** EXERCISE REQUIREMENTS **
In the stretch of the listing from the line containing "Every instance of the louvered vent" through the line containing "[1324, 849]", switch "dark hair" to "brown hair". Write out only those lines again, with everything else left as it is.

** DATA SUPPLIED **
####

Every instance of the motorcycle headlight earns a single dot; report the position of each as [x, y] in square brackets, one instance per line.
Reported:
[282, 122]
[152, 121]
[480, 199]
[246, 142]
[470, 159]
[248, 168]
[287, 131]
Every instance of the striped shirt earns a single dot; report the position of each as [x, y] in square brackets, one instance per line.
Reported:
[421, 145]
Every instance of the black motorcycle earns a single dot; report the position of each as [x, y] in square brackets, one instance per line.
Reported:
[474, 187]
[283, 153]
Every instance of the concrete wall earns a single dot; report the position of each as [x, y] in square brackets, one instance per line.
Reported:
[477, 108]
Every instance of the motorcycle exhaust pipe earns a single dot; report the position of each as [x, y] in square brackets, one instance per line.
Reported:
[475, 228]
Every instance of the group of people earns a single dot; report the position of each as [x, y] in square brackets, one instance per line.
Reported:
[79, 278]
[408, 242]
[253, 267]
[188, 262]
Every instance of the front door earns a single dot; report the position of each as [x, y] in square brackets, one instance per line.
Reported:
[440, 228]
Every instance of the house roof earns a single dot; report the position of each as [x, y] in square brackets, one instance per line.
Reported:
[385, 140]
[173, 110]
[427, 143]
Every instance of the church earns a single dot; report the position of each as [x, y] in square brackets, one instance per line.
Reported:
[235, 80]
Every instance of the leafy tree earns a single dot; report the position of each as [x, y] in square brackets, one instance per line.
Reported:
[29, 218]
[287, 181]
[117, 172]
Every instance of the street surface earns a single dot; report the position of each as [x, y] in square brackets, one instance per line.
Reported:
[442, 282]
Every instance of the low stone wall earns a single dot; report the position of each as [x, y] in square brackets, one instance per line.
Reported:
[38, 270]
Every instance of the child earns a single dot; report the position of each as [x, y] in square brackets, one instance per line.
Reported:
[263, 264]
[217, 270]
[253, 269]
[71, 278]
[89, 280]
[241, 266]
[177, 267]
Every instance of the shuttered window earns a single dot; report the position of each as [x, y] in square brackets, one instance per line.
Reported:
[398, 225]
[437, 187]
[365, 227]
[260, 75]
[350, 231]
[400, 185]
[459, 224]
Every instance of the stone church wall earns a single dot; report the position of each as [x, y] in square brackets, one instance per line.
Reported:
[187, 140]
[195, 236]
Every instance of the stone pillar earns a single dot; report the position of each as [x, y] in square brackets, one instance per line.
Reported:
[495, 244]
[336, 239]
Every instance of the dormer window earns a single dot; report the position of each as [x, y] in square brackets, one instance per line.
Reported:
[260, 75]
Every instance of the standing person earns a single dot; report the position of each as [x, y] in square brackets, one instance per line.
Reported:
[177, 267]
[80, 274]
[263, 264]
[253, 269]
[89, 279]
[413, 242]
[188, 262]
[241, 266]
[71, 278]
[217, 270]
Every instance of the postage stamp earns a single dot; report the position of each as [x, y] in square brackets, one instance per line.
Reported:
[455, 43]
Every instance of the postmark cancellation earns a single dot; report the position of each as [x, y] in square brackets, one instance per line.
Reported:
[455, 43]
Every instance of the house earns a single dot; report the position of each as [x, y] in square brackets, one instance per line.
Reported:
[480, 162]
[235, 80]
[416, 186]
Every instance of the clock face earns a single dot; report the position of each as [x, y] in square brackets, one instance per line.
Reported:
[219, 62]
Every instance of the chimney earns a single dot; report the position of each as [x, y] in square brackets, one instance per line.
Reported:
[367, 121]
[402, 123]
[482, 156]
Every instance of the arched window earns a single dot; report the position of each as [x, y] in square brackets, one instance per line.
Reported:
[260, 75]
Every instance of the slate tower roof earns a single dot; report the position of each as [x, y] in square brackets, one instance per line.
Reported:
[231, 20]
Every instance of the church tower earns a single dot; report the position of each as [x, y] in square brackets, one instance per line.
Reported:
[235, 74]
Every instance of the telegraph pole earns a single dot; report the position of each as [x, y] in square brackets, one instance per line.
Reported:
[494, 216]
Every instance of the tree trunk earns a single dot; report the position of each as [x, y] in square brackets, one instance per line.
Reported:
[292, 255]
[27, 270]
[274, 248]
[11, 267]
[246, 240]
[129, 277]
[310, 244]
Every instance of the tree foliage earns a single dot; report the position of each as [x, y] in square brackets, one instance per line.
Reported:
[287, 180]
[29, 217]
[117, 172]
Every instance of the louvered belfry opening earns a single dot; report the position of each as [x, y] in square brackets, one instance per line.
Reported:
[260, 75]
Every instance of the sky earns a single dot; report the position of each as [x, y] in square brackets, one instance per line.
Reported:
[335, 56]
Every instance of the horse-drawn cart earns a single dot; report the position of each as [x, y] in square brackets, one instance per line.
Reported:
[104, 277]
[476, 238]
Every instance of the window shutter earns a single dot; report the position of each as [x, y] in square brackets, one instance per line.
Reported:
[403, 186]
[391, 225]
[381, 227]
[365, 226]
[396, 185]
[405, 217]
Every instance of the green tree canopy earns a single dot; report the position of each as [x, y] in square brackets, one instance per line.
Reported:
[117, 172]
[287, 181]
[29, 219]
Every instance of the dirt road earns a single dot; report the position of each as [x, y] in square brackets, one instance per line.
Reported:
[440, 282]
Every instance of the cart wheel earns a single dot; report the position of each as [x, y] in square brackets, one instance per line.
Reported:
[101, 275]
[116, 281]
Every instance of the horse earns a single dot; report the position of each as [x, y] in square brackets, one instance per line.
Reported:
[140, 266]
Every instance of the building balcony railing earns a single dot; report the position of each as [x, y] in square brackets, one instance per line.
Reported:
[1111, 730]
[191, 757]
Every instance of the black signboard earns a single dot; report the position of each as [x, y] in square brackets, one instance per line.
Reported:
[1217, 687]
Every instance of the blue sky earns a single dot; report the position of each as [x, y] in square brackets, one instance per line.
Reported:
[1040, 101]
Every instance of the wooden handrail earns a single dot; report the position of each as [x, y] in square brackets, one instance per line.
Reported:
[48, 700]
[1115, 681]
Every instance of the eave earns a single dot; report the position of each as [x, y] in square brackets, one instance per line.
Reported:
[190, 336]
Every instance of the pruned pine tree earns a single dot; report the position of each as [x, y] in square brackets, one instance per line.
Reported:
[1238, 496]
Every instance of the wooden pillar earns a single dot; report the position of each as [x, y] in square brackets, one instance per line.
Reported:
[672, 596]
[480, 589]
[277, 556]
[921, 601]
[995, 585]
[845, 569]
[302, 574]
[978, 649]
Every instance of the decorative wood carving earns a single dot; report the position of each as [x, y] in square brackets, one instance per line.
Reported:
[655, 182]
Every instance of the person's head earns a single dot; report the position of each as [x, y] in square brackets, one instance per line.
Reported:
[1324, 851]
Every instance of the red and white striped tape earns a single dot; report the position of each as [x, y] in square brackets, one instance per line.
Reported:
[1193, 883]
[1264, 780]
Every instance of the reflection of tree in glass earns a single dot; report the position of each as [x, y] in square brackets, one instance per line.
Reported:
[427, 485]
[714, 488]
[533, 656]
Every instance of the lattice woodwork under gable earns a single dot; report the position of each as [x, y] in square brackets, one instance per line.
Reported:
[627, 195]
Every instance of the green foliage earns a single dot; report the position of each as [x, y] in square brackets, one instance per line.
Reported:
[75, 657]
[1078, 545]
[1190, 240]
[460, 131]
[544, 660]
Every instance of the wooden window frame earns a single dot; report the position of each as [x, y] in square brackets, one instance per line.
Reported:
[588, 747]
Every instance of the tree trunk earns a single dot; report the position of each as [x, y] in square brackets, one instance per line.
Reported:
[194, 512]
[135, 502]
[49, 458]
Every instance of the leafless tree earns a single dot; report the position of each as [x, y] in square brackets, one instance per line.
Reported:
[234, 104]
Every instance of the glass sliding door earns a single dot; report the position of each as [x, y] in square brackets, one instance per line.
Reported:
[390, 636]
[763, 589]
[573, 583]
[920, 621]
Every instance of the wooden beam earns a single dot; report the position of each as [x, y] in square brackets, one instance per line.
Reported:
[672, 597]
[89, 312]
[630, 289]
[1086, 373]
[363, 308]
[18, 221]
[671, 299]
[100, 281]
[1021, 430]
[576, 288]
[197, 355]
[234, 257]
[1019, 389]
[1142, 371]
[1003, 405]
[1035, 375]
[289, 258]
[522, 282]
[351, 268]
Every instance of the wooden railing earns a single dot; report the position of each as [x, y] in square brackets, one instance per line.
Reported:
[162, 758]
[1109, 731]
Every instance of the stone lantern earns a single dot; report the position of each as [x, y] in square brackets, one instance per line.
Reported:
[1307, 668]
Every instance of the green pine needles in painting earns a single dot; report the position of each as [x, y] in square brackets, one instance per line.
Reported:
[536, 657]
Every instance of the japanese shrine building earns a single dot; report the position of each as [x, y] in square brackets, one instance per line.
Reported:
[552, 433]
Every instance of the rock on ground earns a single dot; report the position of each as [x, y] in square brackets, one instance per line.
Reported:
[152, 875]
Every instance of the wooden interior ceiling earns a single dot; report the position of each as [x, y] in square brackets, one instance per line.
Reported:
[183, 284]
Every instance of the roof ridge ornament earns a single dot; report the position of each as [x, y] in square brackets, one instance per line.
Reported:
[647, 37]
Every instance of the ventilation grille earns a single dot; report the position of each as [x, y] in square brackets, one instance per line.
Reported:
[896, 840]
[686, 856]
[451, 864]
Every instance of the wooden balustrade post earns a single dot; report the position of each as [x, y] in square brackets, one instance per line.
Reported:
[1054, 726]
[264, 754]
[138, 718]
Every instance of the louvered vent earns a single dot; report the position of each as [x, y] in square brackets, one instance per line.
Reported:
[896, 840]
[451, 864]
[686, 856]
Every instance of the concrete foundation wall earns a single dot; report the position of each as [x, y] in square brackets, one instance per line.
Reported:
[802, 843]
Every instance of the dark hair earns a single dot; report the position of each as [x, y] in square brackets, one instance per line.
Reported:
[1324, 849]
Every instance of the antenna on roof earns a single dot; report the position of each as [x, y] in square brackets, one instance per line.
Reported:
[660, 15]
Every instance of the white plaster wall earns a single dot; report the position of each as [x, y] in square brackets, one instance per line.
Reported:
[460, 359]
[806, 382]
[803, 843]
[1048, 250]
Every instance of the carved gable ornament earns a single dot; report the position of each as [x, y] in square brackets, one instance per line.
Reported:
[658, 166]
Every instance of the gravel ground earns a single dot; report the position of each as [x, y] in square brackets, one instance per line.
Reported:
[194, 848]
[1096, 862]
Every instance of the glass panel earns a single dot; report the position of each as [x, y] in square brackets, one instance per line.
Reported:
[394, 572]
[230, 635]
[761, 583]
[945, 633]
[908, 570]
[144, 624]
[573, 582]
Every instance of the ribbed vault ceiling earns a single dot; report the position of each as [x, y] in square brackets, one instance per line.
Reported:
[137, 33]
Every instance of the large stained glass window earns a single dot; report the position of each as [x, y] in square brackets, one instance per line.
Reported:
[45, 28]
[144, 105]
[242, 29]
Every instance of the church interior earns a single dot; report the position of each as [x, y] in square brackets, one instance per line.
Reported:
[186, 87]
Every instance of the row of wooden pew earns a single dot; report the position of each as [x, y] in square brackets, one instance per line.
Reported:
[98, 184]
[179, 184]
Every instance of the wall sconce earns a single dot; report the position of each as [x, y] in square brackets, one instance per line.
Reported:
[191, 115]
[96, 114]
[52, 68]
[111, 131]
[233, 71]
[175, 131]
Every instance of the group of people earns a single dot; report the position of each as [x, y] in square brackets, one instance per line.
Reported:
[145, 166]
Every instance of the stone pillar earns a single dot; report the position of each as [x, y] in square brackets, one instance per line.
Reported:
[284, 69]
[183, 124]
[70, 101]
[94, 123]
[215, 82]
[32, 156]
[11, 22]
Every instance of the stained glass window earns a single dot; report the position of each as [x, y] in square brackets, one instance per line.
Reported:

####

** ANSWER FOR THE TASK **
Every instance of the louvered vent earns a single dot; report the position of each as [x, y] in square brackets, one instance per line.
Reported:
[896, 840]
[451, 864]
[686, 856]
Every instance of the concrete foundation wall earns a single dot; report the position of each as [x, y] in square brackets, one instance per line.
Reported:
[802, 843]
Every instance of the brown hair earns a single dot; report the position of each as [x, y] in square brackets, one instance per line.
Reported:
[1324, 849]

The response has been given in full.